Task set:
**A.** In the thread about tomato-rubbed ciabatta bread, what did GB use to toast the bread in place of a grill pan?
**B.** Reproduce the part of the tomato-rubbed ciabatta thread starting with "I got this recipe" and going on through "with the tomato.".

Excerpt:
....
# REC, TNT: Tomato Rubbed Ciabatta Bread



## GB (Oct 17, 2005)

I got this recipe from Giada on Everyday Italian. It looked so interesting so I had to give it a shot. It was so delicious (and easy). I will be making this a lot more in the future.

1 loaf ciabatta bread
1 clove garlic
1 tomato
Good EVOO

Slice the bread lengthwise and then into pieces about 1 or two inches long (think garlic bread size). Giada used a grill pan to grill the bread, but I just put it under the broiler. Get them nice and golden brown. Once they are toasted, drizzle with the olive oil and then quickly (while they are still hot) rub the garlic clove on each piece. Make sure to use some pressure the the garlic really gets in there. Once you have done that, do the same thing with the tomato.

Yes you actually rub the tomato on the bread instead of slicing it up and topping the bread with it. Sounds a little strange, but boy was it amazingly good. I was a pig and ate almost the whole loaf by myself. Luckily my wife has two or three pieces so her breath was as bad as mine


----------



## SizzlininIN (Oct 17, 2005)

I too have made this GB after seeing her make it.  I love it with fresh garden tomatoes.  The bread she used isn't available at my stores bakery so I use Italian Bread.  I want to try it with a Sour Dough with Sun Dried Tomatoes baked in the bread.  Its available in a nearby town but I always forget.


----------



## amber (Oct 17, 2005)

Wow, that sounds so good.  I'll have to try this.  Thanks.


----------



## GB (Oct 17, 2005)

Sizz I bet it would be great with sourdough!


----------



## urmaniac13 (Oct 17, 2005)
....
Extracted information:
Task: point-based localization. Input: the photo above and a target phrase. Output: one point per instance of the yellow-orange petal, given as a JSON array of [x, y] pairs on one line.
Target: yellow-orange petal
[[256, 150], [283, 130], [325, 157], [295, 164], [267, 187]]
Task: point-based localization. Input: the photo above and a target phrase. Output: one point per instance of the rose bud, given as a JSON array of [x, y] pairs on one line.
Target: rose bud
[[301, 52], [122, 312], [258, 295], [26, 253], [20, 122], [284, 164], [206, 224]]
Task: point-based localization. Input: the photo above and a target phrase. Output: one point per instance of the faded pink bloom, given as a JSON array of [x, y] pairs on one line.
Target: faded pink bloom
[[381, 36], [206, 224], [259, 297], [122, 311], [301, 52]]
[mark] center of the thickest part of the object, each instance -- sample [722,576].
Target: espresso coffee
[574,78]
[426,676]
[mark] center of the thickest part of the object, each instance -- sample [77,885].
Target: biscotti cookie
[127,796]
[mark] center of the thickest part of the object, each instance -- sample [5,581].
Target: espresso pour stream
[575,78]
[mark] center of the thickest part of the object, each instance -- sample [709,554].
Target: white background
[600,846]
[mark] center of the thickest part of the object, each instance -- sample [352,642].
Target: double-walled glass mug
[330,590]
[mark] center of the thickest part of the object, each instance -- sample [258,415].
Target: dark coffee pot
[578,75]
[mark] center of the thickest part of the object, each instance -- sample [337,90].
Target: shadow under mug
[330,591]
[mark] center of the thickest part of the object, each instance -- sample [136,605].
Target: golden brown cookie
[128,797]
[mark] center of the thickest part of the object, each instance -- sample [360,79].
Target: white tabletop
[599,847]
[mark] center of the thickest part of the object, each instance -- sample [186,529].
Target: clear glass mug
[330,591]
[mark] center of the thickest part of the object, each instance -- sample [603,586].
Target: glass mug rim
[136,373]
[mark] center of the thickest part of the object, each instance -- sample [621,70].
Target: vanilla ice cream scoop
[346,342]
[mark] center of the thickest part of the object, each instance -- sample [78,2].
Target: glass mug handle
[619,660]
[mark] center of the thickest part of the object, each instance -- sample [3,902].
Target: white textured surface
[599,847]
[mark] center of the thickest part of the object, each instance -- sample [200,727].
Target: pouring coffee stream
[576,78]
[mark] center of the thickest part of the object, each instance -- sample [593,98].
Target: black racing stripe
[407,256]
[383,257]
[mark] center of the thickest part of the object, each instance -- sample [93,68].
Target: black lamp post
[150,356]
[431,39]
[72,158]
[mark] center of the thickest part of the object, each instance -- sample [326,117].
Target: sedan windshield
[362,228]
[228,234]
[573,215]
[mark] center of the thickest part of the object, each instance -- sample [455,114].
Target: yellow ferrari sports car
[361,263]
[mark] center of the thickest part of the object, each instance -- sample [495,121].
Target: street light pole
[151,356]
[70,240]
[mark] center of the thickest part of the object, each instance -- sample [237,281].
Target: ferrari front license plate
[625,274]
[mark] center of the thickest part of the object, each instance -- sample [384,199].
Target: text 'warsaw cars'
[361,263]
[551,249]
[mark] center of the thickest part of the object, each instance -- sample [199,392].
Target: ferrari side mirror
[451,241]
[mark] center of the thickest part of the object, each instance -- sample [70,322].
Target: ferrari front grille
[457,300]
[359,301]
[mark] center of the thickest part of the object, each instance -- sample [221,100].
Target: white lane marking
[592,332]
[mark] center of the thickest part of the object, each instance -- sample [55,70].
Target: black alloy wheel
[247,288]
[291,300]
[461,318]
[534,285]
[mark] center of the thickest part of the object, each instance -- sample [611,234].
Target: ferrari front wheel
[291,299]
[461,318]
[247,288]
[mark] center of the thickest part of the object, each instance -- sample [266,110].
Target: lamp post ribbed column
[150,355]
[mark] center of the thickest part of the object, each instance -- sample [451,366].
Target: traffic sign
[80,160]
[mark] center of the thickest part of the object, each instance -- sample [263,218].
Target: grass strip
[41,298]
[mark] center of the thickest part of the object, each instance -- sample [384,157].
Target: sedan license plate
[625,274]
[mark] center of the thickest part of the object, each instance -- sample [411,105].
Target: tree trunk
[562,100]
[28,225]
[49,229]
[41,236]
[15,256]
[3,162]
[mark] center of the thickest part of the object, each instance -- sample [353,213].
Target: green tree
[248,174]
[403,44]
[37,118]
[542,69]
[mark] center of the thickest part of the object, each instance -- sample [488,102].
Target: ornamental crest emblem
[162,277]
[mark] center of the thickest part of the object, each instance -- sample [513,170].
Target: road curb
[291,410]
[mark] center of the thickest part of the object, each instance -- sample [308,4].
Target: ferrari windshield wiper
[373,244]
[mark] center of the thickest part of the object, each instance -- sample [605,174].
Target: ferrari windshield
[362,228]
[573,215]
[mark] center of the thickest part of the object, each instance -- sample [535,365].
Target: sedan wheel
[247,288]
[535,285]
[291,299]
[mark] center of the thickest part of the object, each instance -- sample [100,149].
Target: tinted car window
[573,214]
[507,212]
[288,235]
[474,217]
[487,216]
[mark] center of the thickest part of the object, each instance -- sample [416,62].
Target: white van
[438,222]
....
Solutions per task:
**A.** GB put the bread under the broiler.

**B.**
I got this recipe from Giada on Everyday Italian. It looked so interesting so I had to give it a shot. It was so delicious (and easy). I will be making this a lot more in the future.

1 loaf ciabatta bread
1 clove garlic
1 tomato
Good EVOO

Slice the bread lengthwise and then into pieces about 1 or two inches long (think garlic bread size). Giada used a grill pan to grill the bread, but I just put it under the broiler. Get them nice and golden brown. Once they are toasted, drizzle with the olive oil and then quickly (while they are still hot) rub the garlic clove on each piece. Make sure to use some pressure the the garlic really gets in there. Once you have done that, do the same thing with the tomato.